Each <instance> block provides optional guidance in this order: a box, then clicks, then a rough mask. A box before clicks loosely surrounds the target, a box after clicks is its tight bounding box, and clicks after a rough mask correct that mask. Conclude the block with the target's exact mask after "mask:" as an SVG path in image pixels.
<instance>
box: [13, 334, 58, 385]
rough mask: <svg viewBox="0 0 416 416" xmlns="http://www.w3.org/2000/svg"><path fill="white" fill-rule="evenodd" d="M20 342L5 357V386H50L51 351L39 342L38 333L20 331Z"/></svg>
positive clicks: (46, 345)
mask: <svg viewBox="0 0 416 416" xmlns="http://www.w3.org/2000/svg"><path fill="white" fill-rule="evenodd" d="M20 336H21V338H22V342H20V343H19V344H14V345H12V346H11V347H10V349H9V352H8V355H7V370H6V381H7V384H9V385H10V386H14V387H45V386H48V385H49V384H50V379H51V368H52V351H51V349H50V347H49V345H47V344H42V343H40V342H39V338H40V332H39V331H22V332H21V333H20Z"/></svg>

» **Task instructions**
Write out the records in full, word for word.

» **Answer section**
Each <instance> block provides optional guidance in this order: a box, then clicks, then a rough mask. A box before clicks loosely surrounds the target, a box after clicks is its tight bounding box, and clicks after a rough mask correct that mask. Conclude the block with the target's exact mask after "mask:" as an SVG path in image pixels.
<instance>
box: [13, 334, 58, 385]
rough mask: <svg viewBox="0 0 416 416" xmlns="http://www.w3.org/2000/svg"><path fill="white" fill-rule="evenodd" d="M20 342L5 357V386H50L51 351L39 342L38 333L20 331Z"/></svg>
positive clicks: (46, 345)
mask: <svg viewBox="0 0 416 416" xmlns="http://www.w3.org/2000/svg"><path fill="white" fill-rule="evenodd" d="M20 336H21V338H22V342H20V343H19V344H14V345H12V346H11V347H10V349H9V352H8V355H7V370H6V381H7V384H9V385H10V386H14V387H45V386H48V385H49V384H50V379H51V368H52V351H51V349H50V347H49V345H47V344H42V343H40V342H39V338H40V332H39V331H22V332H21V333H20Z"/></svg>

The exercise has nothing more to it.